__Aim of the exercise__
Please change every "instance" in the data below to "occurrence" and give the lines back with nothing else altered.

** begin **

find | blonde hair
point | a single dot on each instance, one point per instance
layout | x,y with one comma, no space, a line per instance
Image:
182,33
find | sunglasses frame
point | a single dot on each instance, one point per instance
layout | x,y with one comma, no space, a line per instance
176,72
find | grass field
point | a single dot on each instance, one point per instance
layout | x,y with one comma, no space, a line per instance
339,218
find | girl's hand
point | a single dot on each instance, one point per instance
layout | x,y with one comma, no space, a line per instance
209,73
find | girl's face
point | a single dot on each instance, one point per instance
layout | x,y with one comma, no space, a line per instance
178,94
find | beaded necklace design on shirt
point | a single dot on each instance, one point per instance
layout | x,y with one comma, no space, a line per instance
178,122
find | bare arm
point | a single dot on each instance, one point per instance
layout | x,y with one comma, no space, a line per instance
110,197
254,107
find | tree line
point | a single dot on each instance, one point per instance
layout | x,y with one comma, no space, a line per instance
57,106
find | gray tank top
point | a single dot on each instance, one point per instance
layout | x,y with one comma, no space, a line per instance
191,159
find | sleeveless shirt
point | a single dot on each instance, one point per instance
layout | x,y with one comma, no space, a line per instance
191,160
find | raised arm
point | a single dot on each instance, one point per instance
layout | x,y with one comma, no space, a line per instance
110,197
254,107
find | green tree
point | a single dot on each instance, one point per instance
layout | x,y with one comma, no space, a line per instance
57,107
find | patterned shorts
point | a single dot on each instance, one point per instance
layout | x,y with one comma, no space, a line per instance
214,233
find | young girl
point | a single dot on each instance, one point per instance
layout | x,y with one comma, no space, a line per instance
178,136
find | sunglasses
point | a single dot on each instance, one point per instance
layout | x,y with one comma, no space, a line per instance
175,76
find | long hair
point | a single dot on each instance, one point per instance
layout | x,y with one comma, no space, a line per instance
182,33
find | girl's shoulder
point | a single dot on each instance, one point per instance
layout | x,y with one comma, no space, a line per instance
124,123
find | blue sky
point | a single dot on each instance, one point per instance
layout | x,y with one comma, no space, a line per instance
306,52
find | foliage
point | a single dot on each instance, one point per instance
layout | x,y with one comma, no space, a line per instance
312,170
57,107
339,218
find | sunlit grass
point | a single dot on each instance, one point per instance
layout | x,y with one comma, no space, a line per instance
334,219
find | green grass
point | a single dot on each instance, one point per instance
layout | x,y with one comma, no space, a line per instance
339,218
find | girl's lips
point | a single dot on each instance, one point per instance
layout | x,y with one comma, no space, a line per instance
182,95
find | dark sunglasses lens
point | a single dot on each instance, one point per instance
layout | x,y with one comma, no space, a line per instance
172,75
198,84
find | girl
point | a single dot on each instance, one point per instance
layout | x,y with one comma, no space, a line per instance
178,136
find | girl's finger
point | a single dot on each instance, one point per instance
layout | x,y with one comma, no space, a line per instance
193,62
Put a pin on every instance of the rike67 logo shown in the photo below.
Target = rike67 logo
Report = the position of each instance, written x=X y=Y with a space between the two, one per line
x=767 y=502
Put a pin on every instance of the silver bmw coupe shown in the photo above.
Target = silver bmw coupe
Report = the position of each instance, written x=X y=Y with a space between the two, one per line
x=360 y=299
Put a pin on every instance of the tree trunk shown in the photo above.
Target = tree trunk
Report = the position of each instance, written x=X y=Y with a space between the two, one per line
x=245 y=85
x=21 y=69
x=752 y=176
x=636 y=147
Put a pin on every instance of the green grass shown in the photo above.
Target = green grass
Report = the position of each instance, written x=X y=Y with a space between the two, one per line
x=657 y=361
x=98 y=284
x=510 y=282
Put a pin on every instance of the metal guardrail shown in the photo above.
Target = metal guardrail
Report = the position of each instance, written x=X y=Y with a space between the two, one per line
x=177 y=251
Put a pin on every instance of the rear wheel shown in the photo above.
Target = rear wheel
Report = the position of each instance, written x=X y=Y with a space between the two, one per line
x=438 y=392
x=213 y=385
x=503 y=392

** end **

__Task solution__
find | blonde hair
point | a single dot on each occurrence, one point per occurrence
layout | x,y with one comma, no space, a line per occurrence
Image:
182,33
find | sunglasses frame
point | a single dot on each occurrence, one point per occurrence
layout | x,y with one comma, no space, a line per occurrence
176,72
find | grass field
point | a single dot on each occurrence, one point per occurrence
layout | x,y with one comma, no space, a line per occurrence
339,218
find | girl's hand
point | a single dot on each occurrence, one point per occurrence
layout | x,y with one comma, no space, a line per occurrence
209,73
find | girl's face
point | a single dot on each occurrence, one point per occurrence
layout | x,y with one comma, no space, a line per occurrence
178,94
find | beaded necklace design on shirt
point | a single dot on each occurrence, one point per occurrence
layout | x,y with one comma, no space, a line per occurrence
178,122
find | bare arm
point | a single dot on each occurrence, one point per occurrence
layout | x,y with one comma, no space, a line per occurrence
110,197
254,107
find | tree line
point | a single dot on each occurrence, one point per occurrence
layout | x,y with one comma, no space, a line per occurrence
57,106
find | gray tank top
point | a single dot on each occurrence, one point per occurrence
layout | x,y with one comma, no space, a line per occurrence
191,159
find | sleeveless shirt
point | a single dot on each occurrence, one point per occurrence
layout | x,y with one comma, no space, a line per occurrence
191,160
find | raised arm
point | a single dot on each occurrence, one point per occurrence
layout | x,y with one comma, no space, a line per occurrence
110,197
254,107
find | green tree
point | a single dot on each occurrence, one point per occurrence
layout | x,y with one comma, no space, a line per occurrence
57,107
find | patterned shorts
point | a single dot on each occurrence, one point per occurrence
layout | x,y with one comma, no space, a line per occurrence
214,233
find | young girl
point | a single dot on each occurrence, one point per occurrence
layout | x,y with one comma, no space, a line per occurrence
178,136
find | sunglasses
point | a single dot on each occurrence, one point per occurrence
layout | x,y with one comma, no space, a line per occurrence
175,76
find | long hair
point | a single dot on each occurrence, one point per occurrence
layout | x,y with one comma, no space, a line per occurrence
182,33
find | girl's shoulder
point | a single dot on each occurrence, one point per occurrence
layout | x,y with one comma, no space, a line per occurrence
124,123
find | blue sky
point | a single dot on each occurrence, one point per occurrence
layout | x,y with one comma, no space, a line per occurrence
306,52
find | foliage
point | a single dot on each occurrence, one point per occurrence
layout | x,y with one comma, no space, a line per occurrence
312,170
57,107
339,218
find | sunlit grass
point | a single dot on each occurrence, one point per occurrence
layout | x,y with one comma, no space, a line per occurrence
334,219
find | green grass
point | a single dot on each occurrence, one point per occurrence
layout | x,y with one comma, no space, a line per occurrence
339,218
find | girl's lips
point | a single dot on each occurrence, one point per occurrence
layout | x,y with one comma, no space, a line per occurrence
182,95
find | dark sunglasses lens
point | a single dot on each occurrence, one point per occurrence
layout | x,y with one comma, no space, a line per occurrence
172,75
198,84
find | girl
point | a single dot on each occurrence, one point per occurrence
layout | x,y with one comma, no space, a line per occurrence
178,136
find | girl's finger
point | a single dot on each occurrence, one point per occurrence
layout | x,y with one comma, no space, a line per occurrence
193,62
Put a pin on every occurrence of the rike67 logo shown in the photo below.
Target = rike67 logo
Report = the position of each occurrence, written x=X y=Y with a space between the two, one per line
x=767 y=502
Put a pin on every occurrence of the silver bmw coupe shown in the photo above.
Target = silver bmw coupe
Report = the position of each occurrence, written x=X y=Y with a space between the two, one per line
x=360 y=299
Put a pin on every occurrence of the tree trunk shown in the photo above.
Target = tree trunk
Report = the position of each occurrence, written x=X y=Y with a space between the two, one per line
x=245 y=85
x=21 y=69
x=752 y=176
x=636 y=147
Put a pin on every occurrence of the green grass shown in the photo above.
Target = green grass
Report = the position of each occurrence, written x=X y=Y with a space between the two, one per line
x=657 y=361
x=98 y=284
x=510 y=282
Put a pin on every occurrence of the metal guardrail shown in the photo above.
Target = metal guardrail
Report = the position of each occurrence, written x=X y=Y with a space between the two, one per line
x=177 y=251
Put a pin on every occurrence of the rear wheel shown in the photo above.
Target = rear wheel
Report = the position of each occurrence, written x=X y=Y with a space between the two, one per line
x=438 y=392
x=213 y=385
x=503 y=392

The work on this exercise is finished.